Answer these about the rocking pirate thread, one per line:
1. Where did halstaff get the rocking chair?
2. Whose rockin granny mechanism did halstaff use?
3. What power supply did halstaff use in place of the recommended 12V one, and why?

━━━━━ TEXT BLOCK ━━━━━

# Rocking Pirate



## halstaff (Nov 18, 2009)

Finished the final touches on my Rocking Pirate. Used the Rocking Granny mechanism and a rocking chair found out on the curb on trash day. The pirate came from a very generous fellow haunter who won it at our CalHaunts South meeting and knowing I'm doing Pirates gave it to me. Aren't Haunters great!


----------



## Wildcat (Nov 3, 2007)

Very cool.


----------



## RoxyBlue (Oct 6, 2008)

He's got character! And that was a generous gesture indeed.


----------



## bobzilla (Nov 13, 2008)

Looks great !


----------



## The Watcher (Sep 13, 2008)

He looks great.


----------



## madmomma (Jul 1, 2009)

I love it! Whose "rockin granny" mechanism did you use? There are a few different ones. Isn't it great to know fellow haunters...especially generous and helpful ones???


----------



## halstaff (Nov 18, 2009)

I used the one from ScareFX. Link is here - http://scarefx.com/project_rockin_granny.html
The one change I made was to use a 5V power supply on high instead of the 12V one recommended in the tutorial on low speed. The pirate head is very heavy and the 12V power supply was too fast.
I'll be building another one as I have 2 rocking chairs and that one will be built just like the tutorial.


----------



## IMU (Apr 8, 2009)

WOW, love the pirate! I'd love to see some video of it one day.


----------



## madmomma (Jul 1, 2009)

Thanks for the update Halstaff. I think I'll use that mechanism also as I'm in the process of making the rocking granny.


----------



## fick209 (Aug 31, 2009)

He is awesome, I too would love to see a video of him in action


----------



## halstaff (Nov 18, 2009)

Okay, as requested, here's a short video.


----------



## Dark Angel 27 (Sep 11, 2008)

That's awesome!


----------



## madmomma (Jul 1, 2009)

Wow, nice action...not too fast or slow. Great!


----------



## IMU (Apr 8, 2009)

Thanks for the video ... looks great!


----------



## morbidmike (Sep 11, 2009)

Awesome great work


----------



## halloween71 (Aug 9, 2007)

Great prop!!!


----------

━━━━━ MATERIAL ━━━━━

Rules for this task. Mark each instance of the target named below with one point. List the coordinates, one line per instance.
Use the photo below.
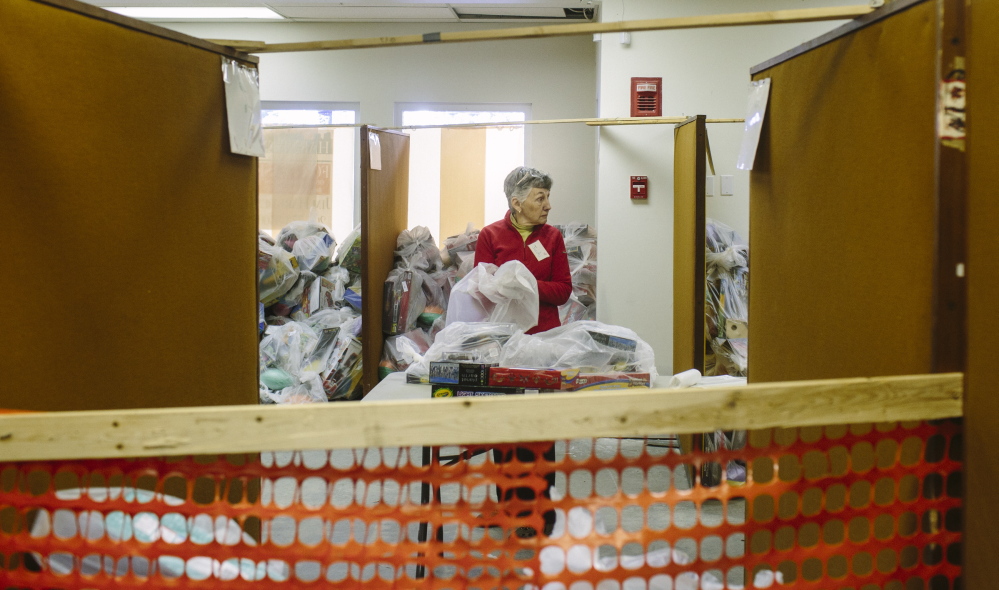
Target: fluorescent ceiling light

━━━━━

- ANSWER TO THIS TASK
1. It was found out on the curb on trash day.
2. The one from ScareFX.
3. A 5V power supply on high, because the pirate head is very heavy and the 12V supply was too fast.